Cenovis is a dark brown food paste from Switzerland consisting of yeast extract.  It is similar to English Marmite, Brazilian Cenovit, and Australian Vegemite. It is rich in vitamin B1. It is used to flavour soups, sausages, and salads. The most popular way to consume Cenovis, however, is to spread it on a slice of buttered bread, as stated on the product's packaging (it can also be blended directly into butter, and then spread on bread, or used as a filling in croissants and buns).

Cenovis is popular in Switzerland (particularly Romandie).  It was developed in Rheinfelden in 1931, on the initiative of a master brewer named Alex Villinger, and was subsequently produced  by the company Cenovis SA.

In 1999, the Swiss banker Michel Yagchi purchased the brand, and along with Didier Fischer and Frank Guemara relaunched it applying modern marketing methods.

On 29 February 2008, Michel Yagchi transferred the brand, acquired in 1999, to Gustav Gerig AG, an Aargau company, and the product thereby returned to its canton of origin.

**THE DATA:**
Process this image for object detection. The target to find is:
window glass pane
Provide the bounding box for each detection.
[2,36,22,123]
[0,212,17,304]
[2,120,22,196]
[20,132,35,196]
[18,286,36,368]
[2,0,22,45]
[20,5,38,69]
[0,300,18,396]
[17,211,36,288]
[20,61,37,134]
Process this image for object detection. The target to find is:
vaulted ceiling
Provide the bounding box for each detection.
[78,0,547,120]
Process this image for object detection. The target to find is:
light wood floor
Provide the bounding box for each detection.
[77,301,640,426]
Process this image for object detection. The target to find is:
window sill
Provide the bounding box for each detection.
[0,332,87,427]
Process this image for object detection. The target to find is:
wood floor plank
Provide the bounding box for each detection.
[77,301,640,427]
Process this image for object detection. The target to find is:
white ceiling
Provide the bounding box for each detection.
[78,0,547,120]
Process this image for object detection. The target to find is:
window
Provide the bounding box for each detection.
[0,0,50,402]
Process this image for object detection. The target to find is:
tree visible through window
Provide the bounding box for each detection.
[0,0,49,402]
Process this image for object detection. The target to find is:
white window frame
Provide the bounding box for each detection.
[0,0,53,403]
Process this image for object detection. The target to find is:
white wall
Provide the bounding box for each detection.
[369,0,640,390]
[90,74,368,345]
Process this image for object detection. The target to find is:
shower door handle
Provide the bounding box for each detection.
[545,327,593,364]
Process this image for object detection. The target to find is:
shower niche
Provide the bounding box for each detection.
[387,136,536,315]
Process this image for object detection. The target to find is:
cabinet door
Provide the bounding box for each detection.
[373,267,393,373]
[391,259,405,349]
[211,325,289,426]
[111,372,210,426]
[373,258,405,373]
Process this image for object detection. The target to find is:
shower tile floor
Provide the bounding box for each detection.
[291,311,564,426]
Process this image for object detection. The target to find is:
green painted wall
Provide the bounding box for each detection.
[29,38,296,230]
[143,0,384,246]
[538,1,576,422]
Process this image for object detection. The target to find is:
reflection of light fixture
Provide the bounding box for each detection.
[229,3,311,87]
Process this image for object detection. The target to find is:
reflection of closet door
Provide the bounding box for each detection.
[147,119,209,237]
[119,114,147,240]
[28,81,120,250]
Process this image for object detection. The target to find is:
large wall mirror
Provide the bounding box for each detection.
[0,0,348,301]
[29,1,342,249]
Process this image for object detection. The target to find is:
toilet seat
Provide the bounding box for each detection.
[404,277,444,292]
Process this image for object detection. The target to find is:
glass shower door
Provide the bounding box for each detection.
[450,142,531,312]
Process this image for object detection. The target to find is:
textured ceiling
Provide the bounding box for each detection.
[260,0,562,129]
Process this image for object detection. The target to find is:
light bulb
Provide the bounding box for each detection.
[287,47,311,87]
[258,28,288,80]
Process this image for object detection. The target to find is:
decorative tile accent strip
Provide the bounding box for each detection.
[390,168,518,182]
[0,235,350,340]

**WHAT THIS EXERCISE ASKS:**
a) Please present the records as a numbered list, starting at the first line of the records and ending at the line that contains "[77,301,640,427]". Leave out blank lines.
b) Carry the Cenovis text forward from its final sentence.

**ANSWERS TO THE TASKS:**
a)
1. Process this image for object detection. The target to find is:
2. window glass pane
3. Provide the bounding box for each detection.
4. [2,36,22,123]
5. [0,212,17,304]
6. [2,120,22,196]
7. [20,132,35,196]
8. [18,286,36,368]
9. [2,0,22,45]
10. [20,5,38,69]
11. [0,300,18,396]
12. [17,211,36,288]
13. [20,61,37,134]
14. Process this image for object detection. The target to find is:
15. vaulted ceiling
16. Provide the bounding box for each detection.
17. [78,0,547,120]
18. Process this image for object detection. The target to find is:
19. light wood floor
20. Provide the bounding box for each detection.
21. [77,301,640,426]
22. Process this image for object detection. The target to find is:
23. window sill
24. Provide the bounding box for each detection.
25. [0,332,87,427]
26. Process this image for object detection. The target to find is:
27. wood floor plank
28. Provide the bounding box for each detection.
29. [77,301,640,427]

b)
The company presents the following story behind Cenovis:
"In 1931, a brewer recycled the yeast used for the fermentation of beer: vegetal substances very rich in vitamin B1. After several tests, the product was perfected and a group of Swiss brewers launched Cenovis; the product was an immediate success and the famous spread was so good that from 1955 it was included in the rations for Swiss soldiers... Healthy and strong soldiers!"

See also

 Culinary Heritage of Switzerland
 List of brand name condiments
 List of spreads
 Marmite
 Promite
 Vegemite
 Vitam-R

References

External links

Cenovis SA. The makers of Cenovis (in German)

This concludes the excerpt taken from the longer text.